Extract of African mango (Irvingia gabonensis) is a hot newcomer to the weight-loss scene.
While residents of Cameroon on Africa’s West coast have used African mango seeds for centuries, as a thickener in soups and sauces, African mango has recently grown in popularity in other parts of the world—not as a food, but as a weight-loss aid that may also help lower cholesterol levels. The best part? It doesn’t seem to have any side effects.
The most widely cited analysis of African mango’s weight-loss properties was published in the journal Lipids in Health and Disease. In that study, 102 people took 150 mg of a patented African mango extract (IGOB131) or placebo two times per day for ten weeks. At the end of the study, people in the African mango group had lost an average of 28 pounds, while people in the placebo group had lost almost no weight.
Waist circumference, body fat percentage, total and LDL-cholesterol levels, measures of inflammation in the body, and blood glucose levels all significantly improved in the African mango group. Such changes help lower the risk of metabolic syndrome, a forerunner to heart disease and diabetes.
A smaller study reported that an African mango extract significantly reduced systolic blood pressure and triglyceride levels, and raised heart-healthy HDL-cholesterol levels.

────

About this task >>
Condense the paragraph of the African mango page that begins "The most widely cited analysis" into two sentences, keeping its main facts.

────

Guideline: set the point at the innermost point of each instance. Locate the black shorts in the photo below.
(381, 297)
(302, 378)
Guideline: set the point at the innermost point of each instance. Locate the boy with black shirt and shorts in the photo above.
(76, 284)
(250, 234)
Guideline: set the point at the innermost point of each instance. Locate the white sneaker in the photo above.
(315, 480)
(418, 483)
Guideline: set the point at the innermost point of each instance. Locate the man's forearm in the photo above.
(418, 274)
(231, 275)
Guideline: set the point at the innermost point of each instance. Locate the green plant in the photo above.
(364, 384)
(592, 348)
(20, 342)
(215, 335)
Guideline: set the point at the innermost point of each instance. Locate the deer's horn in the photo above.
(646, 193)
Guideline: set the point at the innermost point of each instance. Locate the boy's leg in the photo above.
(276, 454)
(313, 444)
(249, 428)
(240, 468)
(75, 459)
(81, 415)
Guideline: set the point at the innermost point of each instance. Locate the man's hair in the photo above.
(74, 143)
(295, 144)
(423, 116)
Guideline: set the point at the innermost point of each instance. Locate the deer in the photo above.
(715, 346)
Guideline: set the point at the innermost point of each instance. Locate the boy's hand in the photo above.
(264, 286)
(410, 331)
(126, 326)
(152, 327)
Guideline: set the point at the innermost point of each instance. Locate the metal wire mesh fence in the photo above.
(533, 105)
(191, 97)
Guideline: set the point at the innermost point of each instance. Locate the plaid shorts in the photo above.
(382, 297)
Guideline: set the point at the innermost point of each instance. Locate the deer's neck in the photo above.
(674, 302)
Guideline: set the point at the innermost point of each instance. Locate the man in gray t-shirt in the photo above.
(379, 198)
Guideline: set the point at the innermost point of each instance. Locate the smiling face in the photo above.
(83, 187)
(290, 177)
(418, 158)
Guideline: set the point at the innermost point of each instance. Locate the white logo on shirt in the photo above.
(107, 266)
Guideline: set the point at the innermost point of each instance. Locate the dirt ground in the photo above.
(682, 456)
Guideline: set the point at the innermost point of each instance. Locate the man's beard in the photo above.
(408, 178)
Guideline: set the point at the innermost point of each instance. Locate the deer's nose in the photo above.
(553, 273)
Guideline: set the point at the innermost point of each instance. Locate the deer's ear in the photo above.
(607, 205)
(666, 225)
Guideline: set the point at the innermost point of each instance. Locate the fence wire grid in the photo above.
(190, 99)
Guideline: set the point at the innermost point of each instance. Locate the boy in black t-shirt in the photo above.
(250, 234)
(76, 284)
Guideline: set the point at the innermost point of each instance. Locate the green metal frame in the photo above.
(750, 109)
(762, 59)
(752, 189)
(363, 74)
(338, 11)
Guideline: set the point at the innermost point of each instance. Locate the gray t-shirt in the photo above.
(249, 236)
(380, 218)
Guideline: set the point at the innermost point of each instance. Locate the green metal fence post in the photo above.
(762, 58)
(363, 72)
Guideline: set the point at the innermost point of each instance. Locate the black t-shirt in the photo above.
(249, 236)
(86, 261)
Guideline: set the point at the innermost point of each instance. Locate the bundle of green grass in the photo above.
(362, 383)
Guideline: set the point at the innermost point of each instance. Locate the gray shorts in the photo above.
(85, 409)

────

Result of the exercise >>
The best-known study of African mango for weight loss, published in Lipids in Health and Disease, gave 102 people either 150 mg of the patented extract IGOB131 or a placebo twice a day for ten weeks. By the end, the African mango group had lost an average of 28 pounds, while the placebo group had lost almost no weight.